**INSTRUCTIONS**
1) In the methods text on honey ripening below, which program was used for the Chi-square, Wilcoxon-Mann-Whitney and t-test analyses?
2) Render this sentence from the methods text on honey ripening below into Spanish: "To increase our understanding of the last stages of honey production, a two-sample t-test compared the sugar concentration in partly and completely capped cells."
3) Write the passage that follows the final sentence of the methods text on honey ripening below.

**PAGE EXTRACT**
########################################

Parametric linear mixed models applied to the repeated measures of individual cells showed strong deviations of the residuals from normality (Shapiro-Wilk, Anderson-Darling, and Lilliefors tests, P < 0.05), therefore all analyses performed to study the dynamics of cell filling and content concentration between early provisioned and eventually capped cells were performed applying robust rank-based methods . For this, we used an ANOVA-like statistic based on the package nparLD  of R . This test’s statistics distribution approximates the F-distribution  and is referred to as ‘statistic’ in the results section. Similarly, for the following analyses, whenever residuals were not normally distributed, non-parametric tests were used.
Ripening dynamics were further investigated by comparing percentages of cells with different attributes (filling level increasing vs. not increasing, content concentration increasing vs. not increasing, slow vs. fast filling) between early provisioned and eventually capped cells with Pearson Chi-square tests. With the same aim, we used the Wilcoxon-Mann-Whitney test to compare the changes in counts of low (dark and weakly-speckled cells) and high density (medium-, highly-speckled and bright cells) cells over time as well as to compare the properties of the two cell types studied between consecutive days or periods. Since for these comparisons single days were used for two comparisons (one with the previous and one with the following day), we applied a Bonferroni correction. This test was also used to investigate the resource use of the colonies by comparing the mass of food stored between consecutive days as well as by comparing the mass of solution removed from the feeders with that stored in the test combs. To assess the effect of cell relocation on ripening, we also used the Wilcoxon-Mann-Whitney test and compared the sugar concentration and level of filling of cells that were subsequently emptied with that of cells suddenly filled. To increase our understanding of the last stages of honey production, a two-sample t-test compared the sugar concentration in partly and completely capped cells. The program SYSTAT 13 was used for these analyses.
Ripening dynamics were also investigated at the comb level by comparing density pattern proportions (considered as ordered categories: dark, little, medium, high, bright) between colonies and over time with the R function polr() (generalized linear models for proportional odds logistic regression ; R Core Team 2016). Comparisons of proportions of each pattern between two consecutive days in unpaired data structures were done with two-sample tests for equality of proportions (prop.test) of package stats; R Core Team 2016). Poisson models were applied for pairwise comparisons of total counts of cells filled between consecutive days using the log-link in glm) (R Core Team 2016).

########################################

**DATA RECORDS**
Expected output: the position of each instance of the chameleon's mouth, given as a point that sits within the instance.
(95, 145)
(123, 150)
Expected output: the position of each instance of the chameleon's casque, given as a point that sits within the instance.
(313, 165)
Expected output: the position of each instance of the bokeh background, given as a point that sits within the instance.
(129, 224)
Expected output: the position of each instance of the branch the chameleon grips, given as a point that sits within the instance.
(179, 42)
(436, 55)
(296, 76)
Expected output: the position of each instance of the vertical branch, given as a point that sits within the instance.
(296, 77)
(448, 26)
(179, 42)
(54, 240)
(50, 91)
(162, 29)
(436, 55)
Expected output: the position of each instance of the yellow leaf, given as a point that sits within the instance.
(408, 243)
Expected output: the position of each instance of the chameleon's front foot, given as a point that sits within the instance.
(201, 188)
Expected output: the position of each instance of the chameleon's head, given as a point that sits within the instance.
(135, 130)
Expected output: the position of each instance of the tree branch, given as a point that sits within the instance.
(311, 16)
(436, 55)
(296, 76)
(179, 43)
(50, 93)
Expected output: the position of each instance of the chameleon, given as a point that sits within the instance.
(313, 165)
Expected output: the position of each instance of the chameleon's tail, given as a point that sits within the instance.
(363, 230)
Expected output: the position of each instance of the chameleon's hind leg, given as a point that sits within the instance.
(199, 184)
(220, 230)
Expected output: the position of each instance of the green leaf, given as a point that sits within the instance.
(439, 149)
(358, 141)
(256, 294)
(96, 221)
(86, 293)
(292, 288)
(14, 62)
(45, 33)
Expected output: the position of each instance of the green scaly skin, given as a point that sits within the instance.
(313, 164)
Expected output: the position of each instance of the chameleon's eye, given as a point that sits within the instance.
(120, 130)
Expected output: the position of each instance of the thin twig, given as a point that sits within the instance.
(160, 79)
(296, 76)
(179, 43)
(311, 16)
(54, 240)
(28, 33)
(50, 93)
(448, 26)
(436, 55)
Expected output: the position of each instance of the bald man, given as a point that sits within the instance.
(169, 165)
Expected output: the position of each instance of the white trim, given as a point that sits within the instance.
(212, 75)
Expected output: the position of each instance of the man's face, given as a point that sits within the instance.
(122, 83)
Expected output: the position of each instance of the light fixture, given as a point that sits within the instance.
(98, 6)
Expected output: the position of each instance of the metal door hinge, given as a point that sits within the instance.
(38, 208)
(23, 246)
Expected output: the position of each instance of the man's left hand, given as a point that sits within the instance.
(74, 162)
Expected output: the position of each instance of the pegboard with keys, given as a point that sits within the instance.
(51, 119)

########################################

**REPLIES**
1) SYSTAT 13.

2) Para comprender mejor las últimas etapas de la producción de miel, una prueba t de dos muestras comparó la concentración de azúcar en celdas parcialmente operculadas y en celdas completamente operculadas.

3)
Natural availability of food during the study period
It took up to 15 min to gather the 5 workers with sufficient crop load to determine natural availability of nectar. The nectar gathered by foragers was of low concentration (N = 148, median = 31% sucrose, 1st quartile: 28.0; 3rd: 66.8).
Patterns of content density within individual carbohydrate storage cells
One day after the colony was given access to the feeders, distinct density patterns emerged within the cells. One pattern consisted in cells displaying entirely dark (low density) content (Fig 2A), while another consisted in bright (high density) speckles spread within the cells (Fig 2B). The number and size of speckles could vary until the cell content was mostly bright (Fig 2C). A further pattern was represented by high-density content at the periphery of the cells, along all (Fig 2D) or some cell walls (Fig 2E). Three quarters of the cells that showed the latter three high-density patterns (Fig 2C–2E) were neighbouring empty cells (S1 Fig).
A) dark cell content of low density, B) cell content contains a variable number of high density speckles of varying sizes, C) most of the content of bright cells is of high density, D) the high density content coats all or E) some of the walls.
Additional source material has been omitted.